EXERCISE BRIEF: Down to the last line, set down the material below exactly, excluding pictures.

-- MATERIAL SUPPLIED follows --

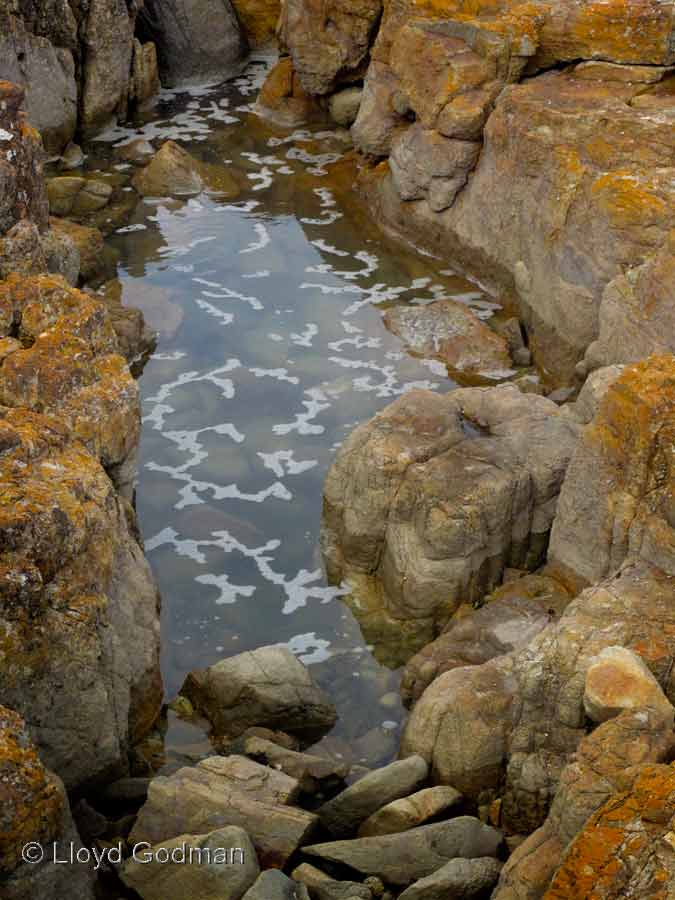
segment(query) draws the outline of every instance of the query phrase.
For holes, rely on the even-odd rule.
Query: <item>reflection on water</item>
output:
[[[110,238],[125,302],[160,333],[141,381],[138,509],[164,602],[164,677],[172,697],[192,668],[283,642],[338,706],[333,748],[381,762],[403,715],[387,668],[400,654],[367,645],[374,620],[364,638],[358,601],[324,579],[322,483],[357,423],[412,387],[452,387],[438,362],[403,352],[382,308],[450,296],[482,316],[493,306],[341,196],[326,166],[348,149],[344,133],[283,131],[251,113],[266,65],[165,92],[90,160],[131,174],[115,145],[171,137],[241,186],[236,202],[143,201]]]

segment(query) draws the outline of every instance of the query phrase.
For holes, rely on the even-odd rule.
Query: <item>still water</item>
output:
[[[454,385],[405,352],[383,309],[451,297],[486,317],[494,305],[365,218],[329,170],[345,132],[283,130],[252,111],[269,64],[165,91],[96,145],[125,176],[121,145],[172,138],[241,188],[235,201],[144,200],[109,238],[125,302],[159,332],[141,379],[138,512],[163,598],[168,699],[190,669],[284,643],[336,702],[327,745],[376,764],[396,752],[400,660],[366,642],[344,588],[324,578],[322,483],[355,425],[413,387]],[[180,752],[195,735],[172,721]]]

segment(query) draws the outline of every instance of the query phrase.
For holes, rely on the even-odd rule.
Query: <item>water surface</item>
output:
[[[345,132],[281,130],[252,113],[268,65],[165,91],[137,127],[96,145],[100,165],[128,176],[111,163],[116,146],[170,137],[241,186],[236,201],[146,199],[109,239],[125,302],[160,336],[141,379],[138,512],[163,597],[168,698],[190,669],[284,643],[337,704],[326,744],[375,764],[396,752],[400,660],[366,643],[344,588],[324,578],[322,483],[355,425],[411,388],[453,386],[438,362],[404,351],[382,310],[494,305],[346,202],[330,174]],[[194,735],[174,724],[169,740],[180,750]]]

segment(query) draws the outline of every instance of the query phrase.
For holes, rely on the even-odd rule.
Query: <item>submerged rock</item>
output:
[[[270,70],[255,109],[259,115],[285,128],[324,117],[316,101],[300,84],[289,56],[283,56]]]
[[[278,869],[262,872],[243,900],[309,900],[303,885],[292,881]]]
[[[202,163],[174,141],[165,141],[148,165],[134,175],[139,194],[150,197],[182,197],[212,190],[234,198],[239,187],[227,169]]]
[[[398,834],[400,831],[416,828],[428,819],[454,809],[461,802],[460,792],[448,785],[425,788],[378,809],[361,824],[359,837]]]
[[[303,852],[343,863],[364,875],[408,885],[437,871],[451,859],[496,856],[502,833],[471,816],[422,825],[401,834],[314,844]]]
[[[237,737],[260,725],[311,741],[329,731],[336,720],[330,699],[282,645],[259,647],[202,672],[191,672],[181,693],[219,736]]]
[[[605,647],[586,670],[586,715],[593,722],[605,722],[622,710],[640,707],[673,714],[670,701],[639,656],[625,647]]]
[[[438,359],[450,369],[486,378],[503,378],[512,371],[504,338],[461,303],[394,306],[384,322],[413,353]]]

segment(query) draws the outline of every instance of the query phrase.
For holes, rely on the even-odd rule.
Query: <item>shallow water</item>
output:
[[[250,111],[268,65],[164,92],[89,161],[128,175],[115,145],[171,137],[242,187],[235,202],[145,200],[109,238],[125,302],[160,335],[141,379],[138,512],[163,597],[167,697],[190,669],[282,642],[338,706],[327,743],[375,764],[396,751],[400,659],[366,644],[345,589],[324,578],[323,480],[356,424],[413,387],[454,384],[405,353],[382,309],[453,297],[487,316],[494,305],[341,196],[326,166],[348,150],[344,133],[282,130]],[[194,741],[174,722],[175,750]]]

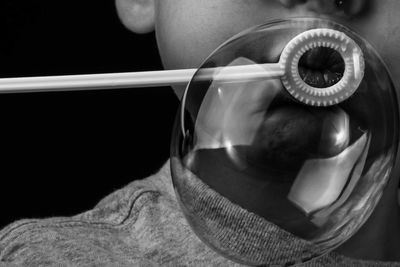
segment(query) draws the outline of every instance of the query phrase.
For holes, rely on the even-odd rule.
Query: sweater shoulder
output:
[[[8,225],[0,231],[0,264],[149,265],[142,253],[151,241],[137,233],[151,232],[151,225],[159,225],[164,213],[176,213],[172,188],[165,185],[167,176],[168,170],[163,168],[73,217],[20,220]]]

-- MATERIAL SUPPLIED concluded --

RESULT OF THIS EXERCISE:
segment(query) draws the outline of every instance of the query phrase.
For holes, rely on the even-odd rule.
Query: <item>reflection on water</item>
output:
[[[110,238],[125,302],[160,333],[141,381],[138,509],[164,602],[164,677],[172,697],[192,668],[283,642],[338,706],[333,748],[381,762],[403,715],[387,668],[400,654],[367,645],[374,620],[364,638],[358,601],[324,579],[322,483],[357,423],[412,387],[452,387],[438,362],[403,352],[382,308],[450,296],[482,316],[493,306],[341,196],[326,166],[348,149],[344,133],[283,131],[251,113],[266,65],[165,92],[90,160],[131,174],[115,145],[171,137],[241,186],[236,202],[143,201]]]

segment(query) draws the outline of every instance of the query phrase.
For holes, rely on the even-odd rule.
Query: <item>still water</item>
output:
[[[454,385],[405,352],[383,309],[451,297],[486,317],[494,305],[365,218],[329,170],[345,132],[283,130],[252,111],[269,64],[165,91],[96,145],[125,176],[121,145],[172,138],[241,188],[235,201],[144,200],[109,238],[125,302],[159,332],[141,379],[138,512],[163,598],[168,699],[190,669],[284,643],[336,702],[327,745],[376,764],[396,752],[400,660],[366,642],[344,588],[324,578],[322,483],[355,425],[413,387]],[[180,752],[195,735],[172,721]]]

segment(query) draws the outline of every instance of the query phrase.
For holes, rely on the even-odd rule.
Query: <item>water surface</item>
output:
[[[345,132],[281,130],[252,113],[268,65],[165,91],[137,127],[96,145],[100,165],[128,176],[111,163],[116,146],[170,137],[241,186],[236,201],[146,199],[109,239],[125,302],[160,336],[141,379],[138,512],[163,597],[168,698],[190,669],[284,643],[337,704],[326,744],[375,764],[396,752],[400,660],[366,643],[344,588],[324,578],[322,483],[355,425],[411,388],[453,386],[438,362],[404,351],[382,310],[494,305],[346,202],[330,174]],[[194,735],[174,724],[169,740],[180,750]]]

segment(query) draws the outline of every instance of the query phrase.
For holes, rely on the even-odd rule.
Query: <item>submerged rock</item>
output:
[[[270,70],[255,109],[259,115],[285,128],[324,117],[316,101],[300,84],[289,56],[283,56]]]
[[[278,869],[262,872],[243,900],[309,900],[303,885],[292,881]]]
[[[202,163],[174,141],[165,141],[148,165],[134,175],[139,194],[150,197],[182,197],[212,190],[234,198],[239,187],[227,169]]]
[[[398,834],[400,831],[416,828],[428,819],[454,809],[461,802],[460,792],[448,785],[425,788],[378,809],[361,824],[359,837]]]
[[[303,852],[343,863],[364,875],[408,885],[437,871],[451,859],[496,856],[502,833],[471,816],[422,825],[401,834],[314,844]]]
[[[237,737],[260,725],[311,741],[329,731],[336,720],[330,699],[282,645],[259,647],[202,672],[191,672],[181,693],[219,736]]]
[[[605,647],[586,670],[586,715],[593,722],[605,722],[622,710],[640,707],[673,714],[670,701],[639,656],[625,647]]]
[[[438,359],[450,369],[486,378],[503,378],[512,371],[504,338],[461,303],[394,306],[384,322],[413,353]]]

segment(query) draws the outline of every instance of the query phrase.
For holes, rely on the even-odd rule.
Query: <item>shallow water</item>
output:
[[[250,111],[268,65],[164,92],[89,161],[128,175],[115,145],[171,137],[242,187],[235,202],[145,200],[109,238],[125,302],[160,335],[141,379],[138,512],[163,597],[167,697],[190,669],[282,642],[338,706],[327,743],[375,764],[396,751],[400,659],[366,644],[345,589],[324,578],[323,480],[356,424],[413,387],[454,384],[405,353],[382,309],[453,297],[487,316],[494,305],[341,196],[326,166],[348,150],[344,133],[282,130]],[[194,741],[174,722],[175,750]]]

segment(query) draws the outline of every instance of the query phrase.
For holes, rely on the even-odd rule.
Query: sweater shoulder
output:
[[[8,225],[0,231],[0,264],[149,265],[142,253],[151,241],[137,233],[151,232],[151,225],[159,225],[164,213],[176,213],[172,188],[165,185],[167,176],[168,170],[163,168],[73,217],[20,220]]]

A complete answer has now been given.